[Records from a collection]

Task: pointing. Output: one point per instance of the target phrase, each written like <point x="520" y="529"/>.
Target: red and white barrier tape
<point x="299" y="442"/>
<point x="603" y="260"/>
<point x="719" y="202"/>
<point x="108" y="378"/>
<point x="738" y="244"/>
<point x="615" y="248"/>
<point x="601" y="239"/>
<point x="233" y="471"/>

### HOW TO COMPLETE THIS TASK
Write out the records again, exactly as given.

### SOLUTION TO THIS PROBLEM
Task: pointing. Output: one point per instance of the target phrase, each written like <point x="520" y="529"/>.
Target: red and white barrier tape
<point x="299" y="442"/>
<point x="603" y="260"/>
<point x="719" y="202"/>
<point x="108" y="378"/>
<point x="738" y="244"/>
<point x="615" y="248"/>
<point x="601" y="239"/>
<point x="233" y="471"/>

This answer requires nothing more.